■ Task ■
Each record below should be output verbatim, without pictures.

--- start ---

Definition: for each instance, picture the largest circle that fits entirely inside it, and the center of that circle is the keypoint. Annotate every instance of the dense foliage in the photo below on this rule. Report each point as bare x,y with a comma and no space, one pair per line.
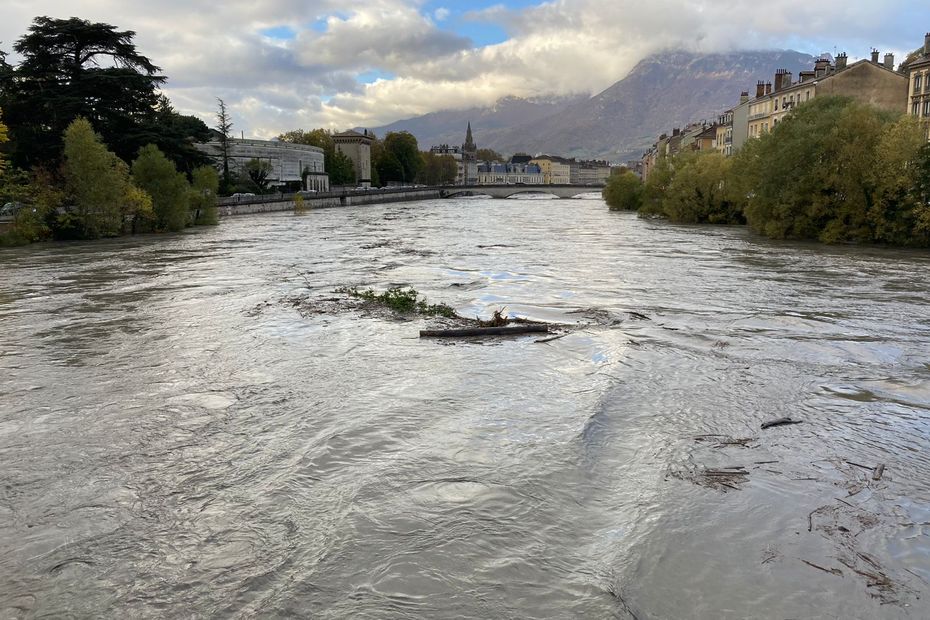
834,170
437,169
170,192
623,192
401,160
79,106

--- end ---

■ Answer to the problem ■
Definition: for each instance, picture the largest circle that fits entirely inside it, and the center of that circle is the keypoint. Annotate every instance of the dense foliage in the photo below on this rule. Report each point as bare x,y with a comma and no space, one pair per line.
834,170
437,169
170,192
623,192
401,160
79,106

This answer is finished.